**Fragmento de lectura**.
****
Con octubre ya no sé

me inmoviliza 

y vacía me contempla

esta oscuridad 

me comprime las entrañas 

muerta de miedo me agarro 

a donde sea 

y me arrastro 

a lo que sea

y enmudezco y sin querer 

revivo la noche en la que todo

se detuvo.



Octubre y ya son quince

meses que me ahogan 

y una sola la tristeza

la culpa

de no poder volver

de buscarte en algún mundo

de no ser 

de no saber qué te ilusiona

y ansiar 

pero no poder

llegar.


Si empezamos por dónde debimos comenzar, jamás llegaríamos a ningún lado. Si pudiera lanzar un deseo al universo podría ser el de volver a vernos en el mundo en que no nos separamos. Y ya no tener que ir a buscarte nunca más. Pero qué tendría eso de romántico. Acaso sería poético el tenerte sin pasar una vida entera persiguiendo eso que no fuimos. El recuerdo de tu mano en la mía deambulando por una calle cualquiera en la que solía tararear canciones totalmente desprovista de vergüenza o barreras. Pretendiendo ser felices. Sin saber que la vida era otra cosa en la que uno realmente se enamora de la nostalgia.

Son cerca de las ocho en algún lugar del mundo y yo, sentada en la cama, con una pila de ropa por ordenar a mi lado elijo ser totalmente improductiva lo cual no es muy maduro por mi parte. No sé si serlo implica planear lo que vas a comer esta semana o limpiar los sábados por la mañana. Hay una parte de mí que no creo que vaya a crecer nunca. Considero que es indispensable que esto pase para seguir abrazando la ilusión de esa forma que ya no se ve en la mirada de nuestros padres. Qué tristeza pensarlo, me da pánico crecer. Todo lo que puedo perderme si dejo de mirar al cielo. Hoy es una tarde de esas que huele a lluvia y tengo miedo. A veces me siento como una proyección de mí misma. Lejos, como si alguien quisiera agarrarme de la mano y yo no siento nada más que aire flotando. Creo que todo es mejor cuando no esperas nada. ¿Cómo será lo que sienten los demás sobre sí mismos? Me pregunto si también sufren insomnio. Si todos los ruidos del mundo los pueden escuchar en las horas en las que sólo debería haber sueños. Dime si a ti también te gusta el helado de menta y chocolate, o qué sientes tú al soñar.
****
**Conjunto de registros**.
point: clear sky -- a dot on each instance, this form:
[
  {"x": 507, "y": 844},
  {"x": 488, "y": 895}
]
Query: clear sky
****
**Indicación A**.
Transcriba del fragmento de lectura el pasaje que va desde "de no saber" hasta "de la nostalgia.", ambos incluidos.
**Indicación B**.
¿De qué sabor es el helado que se menciona al final del fragmento de lectura?
**Indicación C**.
Prosiga el fragmento de lectura sobre octubre y la nostalgia a partir del punto en que termina.

**Respuesta escrita A**.
de no saber qué te ilusiona

y ansiar 

pero no poder

llegar.


Si empezamos por dónde debimos comenzar, jamás llegaríamos a ningún lado. Si pudiera lanzar un deseo al universo podría ser el de volver a vernos en el mundo en que no nos separamos. Y ya no tener que ir a buscarte nunca más. Pero qué tendría eso de romántico. Acaso sería poético el tenerte sin pasar una vida entera persiguiendo eso que no fuimos. El recuerdo de tu mano en la mía deambulando por una calle cualquiera en la que solía tararear canciones totalmente desprovista de vergüenza o barreras. Pretendiendo ser felices. Sin saber que la vida era otra cosa en la que uno realmente se enamora de la nostalgia.

**Respuesta escrita B**.
De menta y chocolate.

**Respuesta escrita C**.
Es inevitable sentirse algo indefenso. Unos aprenden y supongo que otros tratamos de no ahogarnos. Es una lucha constante en la que hubiera deseado ser otra persona, tener otras habilidades, estar hecha de otra pasta. Ya me lo dijeron una vez. Pero está bien.Todo lo que pasa te empuja hacia experiencias que tienes que vivir, dicen. Me aburren los tópicos y estoy tan cansada de las palabras. Hastiada por el tiempo, por el cambio. Es terrible sentir pena por lo que no serás o por lo que fuiste. Por lo que no puedes controlar pero, al fin y al cabo, se ha vuelto parte de tu esencia. Ellos lo etiquetan, lo llaman ansiedad, lo curan con pastillas. Esto es mucho más. Está aquí, salpicándolo todo. Lo siento dentro, como se siente que un órgano no acaba de funcionar bien, enfermo de algo que no se puede expresar con palabras porque parece un dolor de otra vida, que viene de antes incluso de haber empezado a andar. Será eso posible, será eso entonces una respuesta, un alivio para el día, una forma de seguir tirando por inercia. Será acaso lo que me dijeron una vez, que no estaba hecha para el mundo y yo he construido sobre eso. O es que es mucho tiempo cerca de Vilariño o de Pizarnik que ya no sé dónde está mi voz. Es inevitable sentirse absurdo ciertos momentos del día y recurrir a la escritura sin saber bien qué decir. Como esos tiempos en los que trataba de no ahogarme.
¿Hola?
¿Me lees?
No sé si queda alguien por aquí. Hace tiempo que le doy vueltas a algo que escuché en la radio, algo parecido a esto: "Escribo porque pienso que me lees". Hace mucho tiempo que siento que lo que escribo no te llega. Apenas lo hago. En mi cabeza es más fácil. Se pierde entre cientos de pensamientos irrelevantes, culpables y marchitos la mayor parte del tiempo. Y no tengo que asumir la realidad de lo que siento o esa nostalgia que me enferma.
"Leo porque pienso que me escribes" era la otra parte. Hubo un tiempo en que fue así. Quién no lo hubiera deseado, acaso. Soñar con ser visto.
Yo escribo, sobre el papel negro de mi cuarto, insomne y perdida, más madura. Escribo entre lo ordinario, en los transbordos. En cada canción que salto. Pero nunca escribo, porque escribir me duele. Te lo dije una vez, si me lees.
En noviembre toca olvidar,

o ser olvidado.
.
A veces volver no quiere decir quedarse, ni estar aquí es estar presente. Sueño con otros lugares, en los que el mar tenga un tono azul raro, bajo las nubes. O que yo me sienta rara, pero bien; no rara, pero en casa. Otra vez.
Empecé a escribir hace muchos años, muy temprano. Era una edad en la que mis compañeros robaban cigarrillos y bebían a escondidas los fines de semana. Quizá hacer como ellos me hubiera vuelto algo más popular, pero supongo que hay personas que no lo llevan dentro. Con el tiempo aprendí a sentirme algo más cómoda siendo fiel a mí misma.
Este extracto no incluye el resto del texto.